### Text block
'''
More materialistic magic

This is great stuff. It reinforces what I wrote earlier about the New Age movement being just another expression of selfish hedonism and materialism – not anything resembling a religious movement.

In truth, the rise of modern science and the early modern obsession with sorcery were not merely contemporaneous currents within Western society but were two closely allied manifestation of the development of a new post-Christian sense of human mastery over the world. There is nothing especially outrageous in such a claim. After all, magic is essentially a species of materialism; if it invokes any agencies beyond the visible sphere, they are not supernatural – n the theological sense of “transcendent” – but at most preternatural: they are merely, tat is to say, subtler, more potent aspects of the physical cosmos, the instrumental subjection of nature to humanity, and the constant increase of human power.
'''
### Task list
(A) List every proper name or proper adjective that appears in the passage on magic and materialism after its title.
(B) Write what comes next in the passage on magic and materialism, starting after its final sentence.

### Stored data
'''
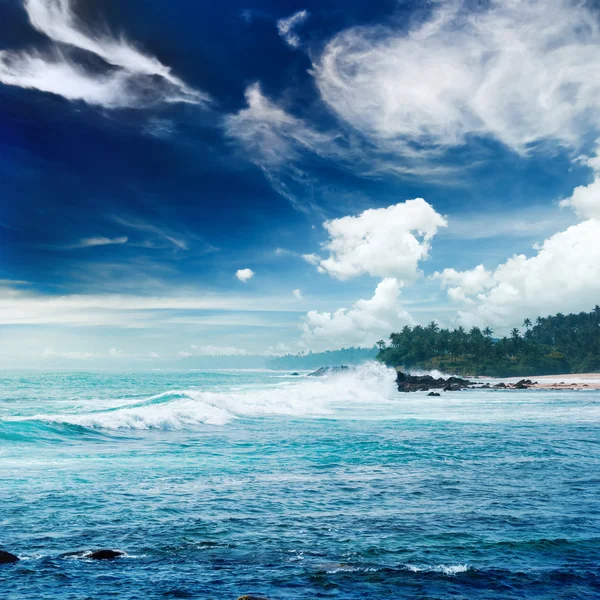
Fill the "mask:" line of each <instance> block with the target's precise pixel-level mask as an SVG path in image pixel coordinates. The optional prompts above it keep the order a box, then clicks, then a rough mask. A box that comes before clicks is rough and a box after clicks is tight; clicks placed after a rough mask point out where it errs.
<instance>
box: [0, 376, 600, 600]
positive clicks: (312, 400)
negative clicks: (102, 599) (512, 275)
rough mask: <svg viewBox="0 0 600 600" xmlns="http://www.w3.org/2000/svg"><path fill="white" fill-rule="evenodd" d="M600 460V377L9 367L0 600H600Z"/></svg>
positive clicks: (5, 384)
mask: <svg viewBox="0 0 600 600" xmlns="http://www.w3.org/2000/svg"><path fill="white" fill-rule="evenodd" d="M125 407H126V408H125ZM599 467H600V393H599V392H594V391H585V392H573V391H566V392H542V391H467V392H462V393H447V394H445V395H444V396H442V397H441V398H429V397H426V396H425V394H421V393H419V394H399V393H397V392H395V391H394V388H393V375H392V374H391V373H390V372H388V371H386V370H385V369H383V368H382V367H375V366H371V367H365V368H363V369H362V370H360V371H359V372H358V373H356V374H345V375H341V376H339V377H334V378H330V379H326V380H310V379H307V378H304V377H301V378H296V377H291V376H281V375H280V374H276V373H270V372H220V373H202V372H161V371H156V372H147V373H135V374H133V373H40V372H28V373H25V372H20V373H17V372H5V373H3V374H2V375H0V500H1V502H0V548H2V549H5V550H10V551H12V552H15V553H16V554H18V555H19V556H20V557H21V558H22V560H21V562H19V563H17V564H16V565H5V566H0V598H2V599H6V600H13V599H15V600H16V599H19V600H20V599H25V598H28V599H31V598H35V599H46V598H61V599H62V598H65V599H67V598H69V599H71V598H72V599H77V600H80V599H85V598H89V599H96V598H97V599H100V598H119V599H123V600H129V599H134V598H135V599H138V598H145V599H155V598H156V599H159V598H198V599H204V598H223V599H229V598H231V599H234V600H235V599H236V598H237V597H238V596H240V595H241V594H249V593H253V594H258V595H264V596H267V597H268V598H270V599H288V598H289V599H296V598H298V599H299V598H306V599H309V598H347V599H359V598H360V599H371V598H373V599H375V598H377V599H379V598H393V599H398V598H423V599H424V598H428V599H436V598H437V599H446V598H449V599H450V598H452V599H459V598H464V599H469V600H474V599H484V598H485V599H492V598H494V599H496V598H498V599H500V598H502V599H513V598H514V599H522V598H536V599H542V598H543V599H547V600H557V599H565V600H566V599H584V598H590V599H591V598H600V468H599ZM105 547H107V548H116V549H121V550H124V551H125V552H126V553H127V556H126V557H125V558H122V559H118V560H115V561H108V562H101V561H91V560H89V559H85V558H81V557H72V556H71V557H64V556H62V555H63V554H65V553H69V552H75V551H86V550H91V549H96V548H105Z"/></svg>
'''
### Answers
(A) New Age, Western, post-Christian

(B)
Hence, there was not really any late modern triumph of science over magic, so much as there wa a ntural dissolution of the latter into the former, as the power of science to accomplish what magic could only adumbrate became progressively more obvious.

-David Bently Hart, Atheist Delusions: The Christian Revolution and its Fashionable Enemies, p.82

This also fits in nicely with my interest in how the post-enlightenment attraction to magic sees it as more of a “natural” phenomenon, a branch of science, than something that might actually interact with God and/or REAL angels and demons. Science didn’t really conquer magic. It overshadowed it and consumed it, but the will of man didn’t change.